What you should do> Write out the whole listing exactly.

Raw data>

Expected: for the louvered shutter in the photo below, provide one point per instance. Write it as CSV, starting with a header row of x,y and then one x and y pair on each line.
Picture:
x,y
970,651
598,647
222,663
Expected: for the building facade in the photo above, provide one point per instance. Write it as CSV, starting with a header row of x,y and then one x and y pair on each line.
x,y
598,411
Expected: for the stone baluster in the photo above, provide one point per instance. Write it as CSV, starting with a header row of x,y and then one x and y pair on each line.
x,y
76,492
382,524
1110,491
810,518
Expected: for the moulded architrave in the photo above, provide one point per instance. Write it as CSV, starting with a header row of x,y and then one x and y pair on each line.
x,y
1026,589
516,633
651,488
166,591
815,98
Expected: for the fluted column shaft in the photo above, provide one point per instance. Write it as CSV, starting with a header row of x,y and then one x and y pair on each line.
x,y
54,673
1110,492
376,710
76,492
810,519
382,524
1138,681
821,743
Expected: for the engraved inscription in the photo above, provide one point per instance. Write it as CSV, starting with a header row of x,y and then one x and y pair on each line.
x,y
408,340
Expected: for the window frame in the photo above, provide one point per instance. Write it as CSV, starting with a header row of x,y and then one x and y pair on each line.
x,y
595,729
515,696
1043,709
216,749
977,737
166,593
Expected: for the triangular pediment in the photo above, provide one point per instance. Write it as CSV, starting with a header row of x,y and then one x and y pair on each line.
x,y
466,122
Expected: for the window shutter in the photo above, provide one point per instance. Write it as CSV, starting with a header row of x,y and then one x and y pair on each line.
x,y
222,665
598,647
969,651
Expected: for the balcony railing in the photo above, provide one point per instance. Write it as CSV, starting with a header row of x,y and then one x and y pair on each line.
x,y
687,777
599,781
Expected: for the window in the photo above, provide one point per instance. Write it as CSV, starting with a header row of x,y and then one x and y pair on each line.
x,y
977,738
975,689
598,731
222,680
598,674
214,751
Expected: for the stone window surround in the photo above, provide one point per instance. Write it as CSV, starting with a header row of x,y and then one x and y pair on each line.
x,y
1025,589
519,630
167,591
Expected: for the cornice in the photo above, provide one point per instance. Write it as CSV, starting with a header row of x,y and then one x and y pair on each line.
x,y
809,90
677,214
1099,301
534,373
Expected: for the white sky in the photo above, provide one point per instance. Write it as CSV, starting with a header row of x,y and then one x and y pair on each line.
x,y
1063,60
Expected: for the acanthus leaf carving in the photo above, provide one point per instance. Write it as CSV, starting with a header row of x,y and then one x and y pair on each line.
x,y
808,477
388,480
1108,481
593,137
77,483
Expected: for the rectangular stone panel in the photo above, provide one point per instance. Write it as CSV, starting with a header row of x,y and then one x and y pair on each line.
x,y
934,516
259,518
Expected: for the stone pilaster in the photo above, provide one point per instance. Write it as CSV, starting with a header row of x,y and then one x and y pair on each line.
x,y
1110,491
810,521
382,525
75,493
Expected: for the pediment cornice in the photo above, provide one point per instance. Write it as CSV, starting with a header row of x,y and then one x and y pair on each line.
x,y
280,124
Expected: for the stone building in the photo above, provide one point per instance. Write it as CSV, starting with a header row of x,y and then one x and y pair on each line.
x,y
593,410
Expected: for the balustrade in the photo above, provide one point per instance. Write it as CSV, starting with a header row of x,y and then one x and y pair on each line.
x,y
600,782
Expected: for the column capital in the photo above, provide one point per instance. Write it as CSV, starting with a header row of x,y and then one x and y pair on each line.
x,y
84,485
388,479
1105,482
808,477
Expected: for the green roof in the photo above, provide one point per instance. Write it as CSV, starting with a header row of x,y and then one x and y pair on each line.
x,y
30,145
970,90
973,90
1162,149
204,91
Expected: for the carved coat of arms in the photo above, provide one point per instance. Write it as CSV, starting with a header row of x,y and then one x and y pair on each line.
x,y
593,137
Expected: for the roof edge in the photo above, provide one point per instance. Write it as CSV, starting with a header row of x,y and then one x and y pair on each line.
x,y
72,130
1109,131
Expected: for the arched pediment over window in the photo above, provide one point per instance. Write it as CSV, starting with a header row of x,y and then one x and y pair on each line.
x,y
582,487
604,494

Answer to this exercise>
Expected: for the louvered shutter in the photo below, provide one point per instance. Write it as CSV, starting with a header row of x,y and then one x and y pair on each line.
Picture:
x,y
970,651
598,647
222,663
Expected: for the building facade in the photo above, provide one point per instance. Write it as CSV, starting with a header row of x,y and then one x and y pair on each line.
x,y
598,411
Expected: for the stone baluster in the photo above, provide one point per instance. Write it as CSV, starting with a header row of x,y and then one x and y pair on each line.
x,y
76,492
382,524
1110,491
810,518
Expected: for the moulded architrave in the photo above, provide one point per instance. Write it as CSV, starting with a header row of x,y and then one x and y pair on each line.
x,y
1026,589
516,633
651,488
166,591
815,98
Expected: for the fluted column shaft in the photo above, provide one point per instance. Write it as CSV, starting with a header row of x,y and then one x and y pair on each line.
x,y
54,673
1110,492
376,710
76,492
810,519
382,524
1138,681
821,743
Expected: for the engraved inscription in the photo above, provide one point per instance. Write it as CSV, starting with a header row of x,y and then one x and y pair on each line.
x,y
408,340
Expected: for the window frame in the photo above, provide one point per instance. Write it as CSV, starting with a header row of x,y and then one x and y pair on each line.
x,y
595,729
515,696
1043,709
216,749
977,737
166,593
Expected: for the triangular pediment in the photo above, provide one point per instance. Write it as CSV, starting with a header row of x,y and then one x and y pair on each line.
x,y
466,122
Expected: for the window shutter in the photo above, provide one point per instance. Write it as CSV, starting with a header row of x,y and then one x and y pair on each line.
x,y
222,665
598,647
969,651
Expected: for the balcony railing in the photo above, provide one point per instance. Write it as CSV, starting with a header row of x,y and then one x and y pair on each line.
x,y
687,777
599,781
Expected: for the window in the photo above, provide one point per instance. Write it as CSV, starting with a header row of x,y and then one x and y pair on each line.
x,y
977,738
975,689
598,731
222,680
598,674
214,751
Expected: for the stone window surround in the photo above, provide one point per instance. Write it as CSV, starting with a header row of x,y and then one x and y pair on each line.
x,y
1025,589
519,630
167,591
Expected: for the cornice in the photo above, provide one point per instance. Write it as CSV, starting with a header row of x,y and then one x and y pair on each line.
x,y
809,90
677,214
1099,301
534,373
Expected: for the white sky in the photo above, provide one point per instance. Write it as CSV, starting with a header row of x,y and then one x and y pair on each line.
x,y
1063,60
Expected: for the acanthus leaf carving in the photo above, provide one point per instance. Write it as CSV, starting with a header row of x,y and then one x and y pair on each line.
x,y
808,477
388,480
1108,481
593,137
77,483
Expected: for the rectangular stone panel in the photo above, provide one point per instance. Write it as CSV, starting with a header row of x,y and then one x and y pair on each line.
x,y
934,516
259,518
Expected: for the stone pilaster in the photo above, provide one point per instance. Write it as CSV, starting with a header row of x,y and then one x and y pair on each line.
x,y
1110,491
810,521
382,525
75,493
Expected: for the pediment cornice in the photo above, provide one point per instance. Write it as CSV, starting with a header row of x,y and then one x and y pair on each line.
x,y
280,124
Expected: for the stone building in the photo above, provide one point per instance. Write it as CSV, starting with a header row of x,y and then one x and y pair on each line.
x,y
593,410
Expected: for the balustrade in the photo above, provide one point per instance. Write it as CSV, starting with a header row of x,y and then one x and y pair on each line.
x,y
600,782
Expected: for the column capital in the photo above, provide one point per instance. Write it as CSV, starting with a header row of x,y and then one x and y pair on each line.
x,y
84,485
388,479
1105,482
808,477
Expected: for the green roof in the photo above, provide one point per instance. Write it as CSV, starting with a header row of x,y and then one x and y pair on each line.
x,y
30,145
970,90
973,90
1162,149
204,91
Expected: for the carved coat of arms in the photo above, provide one point per instance. Write it as CSV, starting with a header row of x,y and then one x and y pair on each line.
x,y
593,137
Expected: for the roof edge in the photo above, provide one point per instance. Write it as CSV, starting with a header row of x,y and then one x and y pair on each line.
x,y
72,130
1109,131
Expected: for the arched pediment over window in the photo above, provide one point per instance. Write it as CSV, starting with a header row of x,y and then one x and y pair on each line.
x,y
582,487
604,494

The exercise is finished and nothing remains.